Exercise goal:
Edit everything from the line containing "Q: Put a point on each instance of the side" down to the line containing "x=330 y=165", putting "wing mirror" wherever "side mirror" stands and keeping all else the same.

Records for processing:
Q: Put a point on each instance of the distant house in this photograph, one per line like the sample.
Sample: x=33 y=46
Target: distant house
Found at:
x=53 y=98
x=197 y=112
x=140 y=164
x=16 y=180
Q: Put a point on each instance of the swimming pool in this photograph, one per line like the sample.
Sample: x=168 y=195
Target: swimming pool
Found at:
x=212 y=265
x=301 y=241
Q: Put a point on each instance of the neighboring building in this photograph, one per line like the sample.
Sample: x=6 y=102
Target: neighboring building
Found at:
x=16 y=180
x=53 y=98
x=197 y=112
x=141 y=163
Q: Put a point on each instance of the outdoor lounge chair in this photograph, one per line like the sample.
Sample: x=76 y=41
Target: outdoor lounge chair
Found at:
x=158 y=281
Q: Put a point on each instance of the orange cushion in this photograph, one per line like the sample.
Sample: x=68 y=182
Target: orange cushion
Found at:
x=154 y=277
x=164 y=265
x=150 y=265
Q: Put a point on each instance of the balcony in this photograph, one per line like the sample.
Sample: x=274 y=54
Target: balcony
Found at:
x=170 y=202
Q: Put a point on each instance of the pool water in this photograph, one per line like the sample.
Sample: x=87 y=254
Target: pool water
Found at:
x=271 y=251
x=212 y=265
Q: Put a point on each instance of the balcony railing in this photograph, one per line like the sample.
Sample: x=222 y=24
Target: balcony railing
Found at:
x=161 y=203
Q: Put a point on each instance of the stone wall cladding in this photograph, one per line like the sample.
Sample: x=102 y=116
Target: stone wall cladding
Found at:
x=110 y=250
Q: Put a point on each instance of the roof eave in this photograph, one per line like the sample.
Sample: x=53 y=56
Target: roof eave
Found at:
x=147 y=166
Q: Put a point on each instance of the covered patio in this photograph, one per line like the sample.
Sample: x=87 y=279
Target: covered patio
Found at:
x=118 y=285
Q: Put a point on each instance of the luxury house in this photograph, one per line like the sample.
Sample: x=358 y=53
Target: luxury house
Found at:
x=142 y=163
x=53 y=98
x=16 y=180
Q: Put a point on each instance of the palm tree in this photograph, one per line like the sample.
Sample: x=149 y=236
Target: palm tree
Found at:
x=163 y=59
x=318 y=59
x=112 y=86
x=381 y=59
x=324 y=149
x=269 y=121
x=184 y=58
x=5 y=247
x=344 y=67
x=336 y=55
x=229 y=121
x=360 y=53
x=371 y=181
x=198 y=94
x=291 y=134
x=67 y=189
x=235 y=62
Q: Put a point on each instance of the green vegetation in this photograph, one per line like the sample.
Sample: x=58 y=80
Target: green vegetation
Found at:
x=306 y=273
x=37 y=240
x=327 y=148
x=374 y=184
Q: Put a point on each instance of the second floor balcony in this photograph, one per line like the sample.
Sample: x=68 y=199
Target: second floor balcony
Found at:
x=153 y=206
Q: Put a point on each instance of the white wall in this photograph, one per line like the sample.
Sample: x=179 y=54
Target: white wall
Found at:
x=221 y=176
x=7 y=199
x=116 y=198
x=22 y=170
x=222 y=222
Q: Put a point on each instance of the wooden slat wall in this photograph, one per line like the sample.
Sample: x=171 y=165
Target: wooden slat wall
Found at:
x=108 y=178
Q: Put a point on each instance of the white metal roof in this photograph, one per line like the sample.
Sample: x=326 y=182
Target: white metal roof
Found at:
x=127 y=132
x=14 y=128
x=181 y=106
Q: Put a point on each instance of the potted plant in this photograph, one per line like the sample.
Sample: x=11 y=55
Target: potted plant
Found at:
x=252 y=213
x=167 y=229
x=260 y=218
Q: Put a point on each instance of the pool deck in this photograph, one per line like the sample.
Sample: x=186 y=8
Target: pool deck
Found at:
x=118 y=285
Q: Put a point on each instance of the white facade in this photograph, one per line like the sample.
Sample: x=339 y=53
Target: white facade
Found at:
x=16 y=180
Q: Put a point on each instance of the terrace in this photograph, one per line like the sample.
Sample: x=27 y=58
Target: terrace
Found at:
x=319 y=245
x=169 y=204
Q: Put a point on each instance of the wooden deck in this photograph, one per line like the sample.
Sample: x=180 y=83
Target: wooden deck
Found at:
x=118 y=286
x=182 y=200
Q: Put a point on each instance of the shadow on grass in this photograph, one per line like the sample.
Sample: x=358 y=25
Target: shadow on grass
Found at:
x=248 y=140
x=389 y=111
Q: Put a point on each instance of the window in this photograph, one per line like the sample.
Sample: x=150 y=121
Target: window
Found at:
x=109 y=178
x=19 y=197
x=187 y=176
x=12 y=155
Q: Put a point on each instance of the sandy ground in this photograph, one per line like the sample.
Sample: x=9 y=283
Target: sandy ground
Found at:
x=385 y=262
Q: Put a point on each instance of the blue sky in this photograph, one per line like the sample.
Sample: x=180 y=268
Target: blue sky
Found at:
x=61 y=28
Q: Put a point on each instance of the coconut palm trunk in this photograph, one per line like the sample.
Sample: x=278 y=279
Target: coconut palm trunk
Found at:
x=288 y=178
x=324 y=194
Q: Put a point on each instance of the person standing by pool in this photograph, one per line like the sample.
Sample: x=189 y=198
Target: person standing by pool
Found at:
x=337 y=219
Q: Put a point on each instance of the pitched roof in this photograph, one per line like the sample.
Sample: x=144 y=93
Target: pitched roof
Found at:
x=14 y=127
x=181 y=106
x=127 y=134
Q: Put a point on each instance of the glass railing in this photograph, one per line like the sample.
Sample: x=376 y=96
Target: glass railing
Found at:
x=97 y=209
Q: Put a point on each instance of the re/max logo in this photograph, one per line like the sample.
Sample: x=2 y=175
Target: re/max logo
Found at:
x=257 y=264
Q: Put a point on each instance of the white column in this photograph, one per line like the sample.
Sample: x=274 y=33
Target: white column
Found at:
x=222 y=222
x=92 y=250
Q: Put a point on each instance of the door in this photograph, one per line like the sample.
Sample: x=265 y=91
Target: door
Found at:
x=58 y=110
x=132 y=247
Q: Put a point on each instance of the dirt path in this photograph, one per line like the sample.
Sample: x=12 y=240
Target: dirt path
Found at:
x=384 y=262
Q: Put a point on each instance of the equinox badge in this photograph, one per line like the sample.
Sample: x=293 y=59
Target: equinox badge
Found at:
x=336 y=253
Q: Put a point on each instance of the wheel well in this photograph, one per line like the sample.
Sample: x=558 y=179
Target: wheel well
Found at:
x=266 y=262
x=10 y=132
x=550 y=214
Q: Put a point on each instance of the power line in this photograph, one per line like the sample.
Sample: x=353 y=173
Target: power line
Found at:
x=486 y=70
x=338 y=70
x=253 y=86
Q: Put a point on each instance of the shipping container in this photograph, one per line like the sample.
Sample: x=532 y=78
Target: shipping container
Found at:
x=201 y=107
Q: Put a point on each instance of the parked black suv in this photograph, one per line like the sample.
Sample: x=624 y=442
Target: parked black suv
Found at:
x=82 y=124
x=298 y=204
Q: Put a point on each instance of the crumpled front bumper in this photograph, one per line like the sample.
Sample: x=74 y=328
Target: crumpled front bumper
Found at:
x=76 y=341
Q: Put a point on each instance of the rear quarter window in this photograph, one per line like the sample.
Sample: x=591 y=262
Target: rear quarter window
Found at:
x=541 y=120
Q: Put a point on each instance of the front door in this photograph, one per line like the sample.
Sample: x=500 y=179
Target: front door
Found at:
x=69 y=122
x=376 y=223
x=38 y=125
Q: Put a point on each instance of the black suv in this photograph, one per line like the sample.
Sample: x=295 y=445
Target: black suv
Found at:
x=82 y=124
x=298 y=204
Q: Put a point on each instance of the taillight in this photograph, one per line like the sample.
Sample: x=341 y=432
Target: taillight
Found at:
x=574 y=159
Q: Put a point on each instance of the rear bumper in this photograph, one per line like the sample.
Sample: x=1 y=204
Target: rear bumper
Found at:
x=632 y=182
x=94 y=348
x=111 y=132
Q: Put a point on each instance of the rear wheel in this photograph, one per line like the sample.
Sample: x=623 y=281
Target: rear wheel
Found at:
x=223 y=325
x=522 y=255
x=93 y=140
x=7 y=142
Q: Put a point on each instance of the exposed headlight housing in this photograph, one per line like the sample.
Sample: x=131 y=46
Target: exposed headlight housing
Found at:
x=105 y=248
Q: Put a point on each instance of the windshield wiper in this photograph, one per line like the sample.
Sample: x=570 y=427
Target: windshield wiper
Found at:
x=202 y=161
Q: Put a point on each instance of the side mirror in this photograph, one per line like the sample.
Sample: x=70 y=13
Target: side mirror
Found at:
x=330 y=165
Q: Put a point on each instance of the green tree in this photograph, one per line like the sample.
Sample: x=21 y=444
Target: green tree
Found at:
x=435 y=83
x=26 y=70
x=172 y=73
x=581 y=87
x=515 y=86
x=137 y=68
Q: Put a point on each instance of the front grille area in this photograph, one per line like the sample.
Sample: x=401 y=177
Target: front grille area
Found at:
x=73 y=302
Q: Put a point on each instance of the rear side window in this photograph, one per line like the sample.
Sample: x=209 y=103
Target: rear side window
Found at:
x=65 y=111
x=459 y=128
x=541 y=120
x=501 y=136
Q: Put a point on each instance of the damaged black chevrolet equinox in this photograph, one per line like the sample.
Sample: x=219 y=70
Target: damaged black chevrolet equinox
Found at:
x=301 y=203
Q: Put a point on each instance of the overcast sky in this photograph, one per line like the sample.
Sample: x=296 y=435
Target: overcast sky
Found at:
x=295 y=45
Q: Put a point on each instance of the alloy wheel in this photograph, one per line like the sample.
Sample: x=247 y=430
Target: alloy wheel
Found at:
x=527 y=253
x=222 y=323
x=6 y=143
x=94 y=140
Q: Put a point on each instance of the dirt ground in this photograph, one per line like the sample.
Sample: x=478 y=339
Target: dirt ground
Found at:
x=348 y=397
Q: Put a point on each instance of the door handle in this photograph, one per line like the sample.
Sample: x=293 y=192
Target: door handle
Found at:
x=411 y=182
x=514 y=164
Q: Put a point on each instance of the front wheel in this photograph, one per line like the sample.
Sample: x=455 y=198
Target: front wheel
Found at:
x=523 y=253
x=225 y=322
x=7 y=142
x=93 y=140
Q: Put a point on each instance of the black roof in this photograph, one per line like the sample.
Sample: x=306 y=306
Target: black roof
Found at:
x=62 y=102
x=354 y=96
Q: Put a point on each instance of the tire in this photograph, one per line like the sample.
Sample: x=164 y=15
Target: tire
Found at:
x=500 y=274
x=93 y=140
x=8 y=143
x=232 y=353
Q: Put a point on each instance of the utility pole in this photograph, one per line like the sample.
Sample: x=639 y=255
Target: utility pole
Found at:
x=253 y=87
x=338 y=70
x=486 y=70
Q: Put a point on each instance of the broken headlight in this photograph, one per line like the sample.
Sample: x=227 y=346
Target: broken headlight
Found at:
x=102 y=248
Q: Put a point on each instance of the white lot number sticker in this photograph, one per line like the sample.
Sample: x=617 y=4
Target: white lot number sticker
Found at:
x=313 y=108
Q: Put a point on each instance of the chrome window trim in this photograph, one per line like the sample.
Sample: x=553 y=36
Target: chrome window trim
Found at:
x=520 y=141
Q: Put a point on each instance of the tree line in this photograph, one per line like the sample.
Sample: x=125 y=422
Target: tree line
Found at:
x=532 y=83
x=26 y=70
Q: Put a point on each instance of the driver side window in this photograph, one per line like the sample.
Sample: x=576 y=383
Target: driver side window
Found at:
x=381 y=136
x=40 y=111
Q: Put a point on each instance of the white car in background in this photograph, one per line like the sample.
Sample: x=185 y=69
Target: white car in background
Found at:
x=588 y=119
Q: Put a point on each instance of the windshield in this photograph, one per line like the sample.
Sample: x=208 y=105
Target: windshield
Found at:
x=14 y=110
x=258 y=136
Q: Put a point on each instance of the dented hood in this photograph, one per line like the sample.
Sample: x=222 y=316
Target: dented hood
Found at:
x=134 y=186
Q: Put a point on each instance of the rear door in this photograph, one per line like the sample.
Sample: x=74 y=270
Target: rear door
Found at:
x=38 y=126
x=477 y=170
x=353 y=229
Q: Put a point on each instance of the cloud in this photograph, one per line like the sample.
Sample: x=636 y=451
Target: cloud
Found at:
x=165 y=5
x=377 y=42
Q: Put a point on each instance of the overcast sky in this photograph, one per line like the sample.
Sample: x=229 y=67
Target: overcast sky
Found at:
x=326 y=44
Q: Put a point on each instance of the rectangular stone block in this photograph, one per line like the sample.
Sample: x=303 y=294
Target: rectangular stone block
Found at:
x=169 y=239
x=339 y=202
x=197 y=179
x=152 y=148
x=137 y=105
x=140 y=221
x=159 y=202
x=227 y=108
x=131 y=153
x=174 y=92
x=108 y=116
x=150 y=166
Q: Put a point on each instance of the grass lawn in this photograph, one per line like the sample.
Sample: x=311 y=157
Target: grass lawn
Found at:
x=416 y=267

The answer:
Q: Put a point on each instance of the wing mirror in this photograph, one per line like the sample.
Sample: x=70 y=13
Target: wing mirror
Found at:
x=330 y=165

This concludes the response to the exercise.